** The task **
Every line in the listing below from the one with "Task: mark the white lower" through the one with "Task: mark the pendant" is to be reproduced exactly, both ends included; leave out the rest.

** Data supplied **
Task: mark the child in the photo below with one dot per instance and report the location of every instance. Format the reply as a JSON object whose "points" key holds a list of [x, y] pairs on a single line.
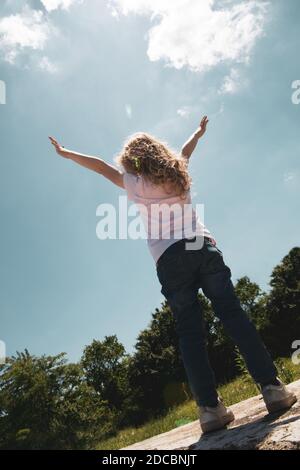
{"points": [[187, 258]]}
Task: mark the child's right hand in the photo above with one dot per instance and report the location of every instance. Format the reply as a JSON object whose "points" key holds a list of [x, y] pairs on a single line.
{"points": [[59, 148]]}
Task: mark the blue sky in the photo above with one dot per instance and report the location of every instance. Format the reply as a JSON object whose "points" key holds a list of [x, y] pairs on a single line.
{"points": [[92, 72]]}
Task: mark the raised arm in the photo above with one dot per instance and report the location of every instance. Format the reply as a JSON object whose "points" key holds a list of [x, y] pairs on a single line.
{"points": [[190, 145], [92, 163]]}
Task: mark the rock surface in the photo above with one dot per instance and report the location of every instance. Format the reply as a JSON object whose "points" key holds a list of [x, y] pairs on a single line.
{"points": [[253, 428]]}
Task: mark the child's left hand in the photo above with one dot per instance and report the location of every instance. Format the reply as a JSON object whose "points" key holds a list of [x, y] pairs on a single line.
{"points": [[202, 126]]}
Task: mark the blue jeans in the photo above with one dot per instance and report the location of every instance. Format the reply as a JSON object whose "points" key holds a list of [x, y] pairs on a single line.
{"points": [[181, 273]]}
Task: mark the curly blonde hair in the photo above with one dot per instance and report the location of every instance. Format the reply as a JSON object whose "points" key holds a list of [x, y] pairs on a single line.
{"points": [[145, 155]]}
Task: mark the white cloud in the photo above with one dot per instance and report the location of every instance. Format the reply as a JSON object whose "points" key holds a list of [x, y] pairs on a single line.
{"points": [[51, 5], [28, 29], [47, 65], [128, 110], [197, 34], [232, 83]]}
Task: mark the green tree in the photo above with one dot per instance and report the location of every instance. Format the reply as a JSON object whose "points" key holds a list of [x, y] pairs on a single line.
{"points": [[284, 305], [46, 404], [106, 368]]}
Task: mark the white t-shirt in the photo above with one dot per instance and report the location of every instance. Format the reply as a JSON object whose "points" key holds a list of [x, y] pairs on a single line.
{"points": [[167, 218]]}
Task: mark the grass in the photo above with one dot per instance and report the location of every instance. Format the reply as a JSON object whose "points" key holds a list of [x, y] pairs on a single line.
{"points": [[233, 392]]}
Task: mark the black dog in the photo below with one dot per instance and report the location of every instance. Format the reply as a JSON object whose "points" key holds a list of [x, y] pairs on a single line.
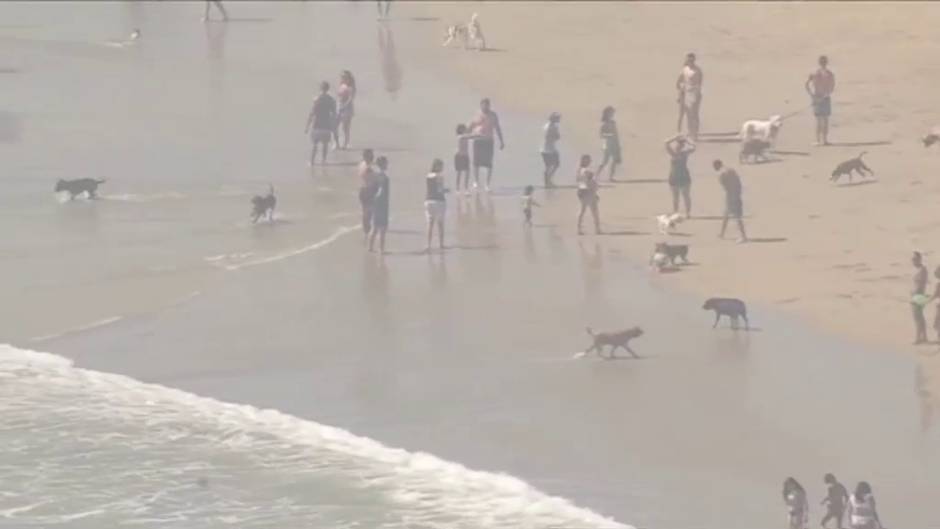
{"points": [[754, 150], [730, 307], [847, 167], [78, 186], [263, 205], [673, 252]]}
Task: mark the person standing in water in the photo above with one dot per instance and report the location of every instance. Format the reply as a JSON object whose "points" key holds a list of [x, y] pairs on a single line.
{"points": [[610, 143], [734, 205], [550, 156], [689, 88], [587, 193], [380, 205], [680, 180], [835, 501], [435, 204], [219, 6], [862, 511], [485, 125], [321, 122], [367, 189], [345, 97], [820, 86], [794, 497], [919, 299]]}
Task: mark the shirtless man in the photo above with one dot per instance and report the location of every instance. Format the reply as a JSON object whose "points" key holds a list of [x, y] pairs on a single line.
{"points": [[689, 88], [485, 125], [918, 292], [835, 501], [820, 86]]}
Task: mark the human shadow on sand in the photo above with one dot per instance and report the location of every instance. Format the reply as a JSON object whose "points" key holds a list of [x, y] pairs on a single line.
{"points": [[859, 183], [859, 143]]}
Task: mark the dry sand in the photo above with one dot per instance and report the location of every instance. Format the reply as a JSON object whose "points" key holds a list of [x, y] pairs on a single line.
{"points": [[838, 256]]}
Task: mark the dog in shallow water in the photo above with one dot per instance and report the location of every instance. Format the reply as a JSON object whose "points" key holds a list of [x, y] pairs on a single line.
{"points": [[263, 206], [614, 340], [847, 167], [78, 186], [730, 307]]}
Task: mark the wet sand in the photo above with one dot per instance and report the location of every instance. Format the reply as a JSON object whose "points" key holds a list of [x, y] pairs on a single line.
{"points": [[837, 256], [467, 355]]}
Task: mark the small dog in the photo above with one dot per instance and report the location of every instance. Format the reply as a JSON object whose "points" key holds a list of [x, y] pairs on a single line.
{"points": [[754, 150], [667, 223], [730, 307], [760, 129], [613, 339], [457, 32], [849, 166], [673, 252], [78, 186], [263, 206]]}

* * *

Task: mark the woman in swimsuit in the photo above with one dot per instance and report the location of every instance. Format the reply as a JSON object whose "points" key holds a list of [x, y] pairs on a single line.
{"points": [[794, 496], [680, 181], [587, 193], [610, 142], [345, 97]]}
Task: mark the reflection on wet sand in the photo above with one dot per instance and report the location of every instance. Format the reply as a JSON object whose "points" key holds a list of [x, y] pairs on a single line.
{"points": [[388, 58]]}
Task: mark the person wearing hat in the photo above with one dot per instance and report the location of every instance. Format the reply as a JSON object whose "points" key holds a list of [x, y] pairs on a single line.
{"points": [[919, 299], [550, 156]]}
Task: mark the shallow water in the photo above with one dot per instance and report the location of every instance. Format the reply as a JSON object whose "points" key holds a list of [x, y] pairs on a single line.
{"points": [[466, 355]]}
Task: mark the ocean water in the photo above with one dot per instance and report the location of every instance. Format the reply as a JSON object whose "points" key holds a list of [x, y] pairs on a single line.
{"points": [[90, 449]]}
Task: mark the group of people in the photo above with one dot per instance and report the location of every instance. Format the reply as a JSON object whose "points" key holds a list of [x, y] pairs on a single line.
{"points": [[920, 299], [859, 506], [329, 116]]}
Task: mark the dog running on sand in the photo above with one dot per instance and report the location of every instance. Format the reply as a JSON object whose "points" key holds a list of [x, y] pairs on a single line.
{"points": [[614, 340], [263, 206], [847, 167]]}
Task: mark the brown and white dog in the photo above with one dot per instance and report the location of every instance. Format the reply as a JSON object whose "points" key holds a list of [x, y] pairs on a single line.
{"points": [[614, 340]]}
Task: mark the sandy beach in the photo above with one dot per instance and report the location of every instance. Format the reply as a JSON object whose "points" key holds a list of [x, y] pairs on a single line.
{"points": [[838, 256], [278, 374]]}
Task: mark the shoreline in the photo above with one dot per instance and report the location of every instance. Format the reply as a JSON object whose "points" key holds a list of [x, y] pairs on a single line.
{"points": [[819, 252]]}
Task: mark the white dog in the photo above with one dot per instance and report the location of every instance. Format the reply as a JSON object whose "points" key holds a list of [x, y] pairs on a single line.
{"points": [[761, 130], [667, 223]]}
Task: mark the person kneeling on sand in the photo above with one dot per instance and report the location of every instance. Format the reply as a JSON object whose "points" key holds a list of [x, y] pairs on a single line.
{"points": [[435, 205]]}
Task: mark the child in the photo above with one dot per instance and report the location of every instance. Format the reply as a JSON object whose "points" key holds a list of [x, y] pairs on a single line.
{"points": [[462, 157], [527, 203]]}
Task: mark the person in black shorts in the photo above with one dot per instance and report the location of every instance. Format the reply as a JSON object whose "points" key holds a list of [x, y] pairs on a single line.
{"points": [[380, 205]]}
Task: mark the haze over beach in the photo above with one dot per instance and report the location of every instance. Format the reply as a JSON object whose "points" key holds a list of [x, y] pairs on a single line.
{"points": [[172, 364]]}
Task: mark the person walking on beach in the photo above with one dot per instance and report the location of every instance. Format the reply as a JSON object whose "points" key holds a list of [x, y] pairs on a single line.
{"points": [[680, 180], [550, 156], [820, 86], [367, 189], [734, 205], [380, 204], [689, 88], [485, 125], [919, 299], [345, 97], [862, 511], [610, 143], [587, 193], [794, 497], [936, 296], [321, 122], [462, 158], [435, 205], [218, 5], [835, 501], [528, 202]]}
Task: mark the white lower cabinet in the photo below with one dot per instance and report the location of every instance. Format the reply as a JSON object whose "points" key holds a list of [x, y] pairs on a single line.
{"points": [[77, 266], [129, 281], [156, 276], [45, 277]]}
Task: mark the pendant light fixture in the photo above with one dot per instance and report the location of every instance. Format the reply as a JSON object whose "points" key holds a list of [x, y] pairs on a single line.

** Written answer **
Task: mark the white lower cabinet in the photo below with one dot per instance and report the location of every instance. Format the reply as a JSON object whose "points" key holds a list of [x, y] pairs on a single line.
{"points": [[77, 266], [129, 281], [156, 276], [45, 277]]}
Task: mark the pendant light fixture in the photo above with one dot per instance and report the location of every instance. Format the reply as a JSON object whose "points" key holds a list of [x, y] pairs on a single line.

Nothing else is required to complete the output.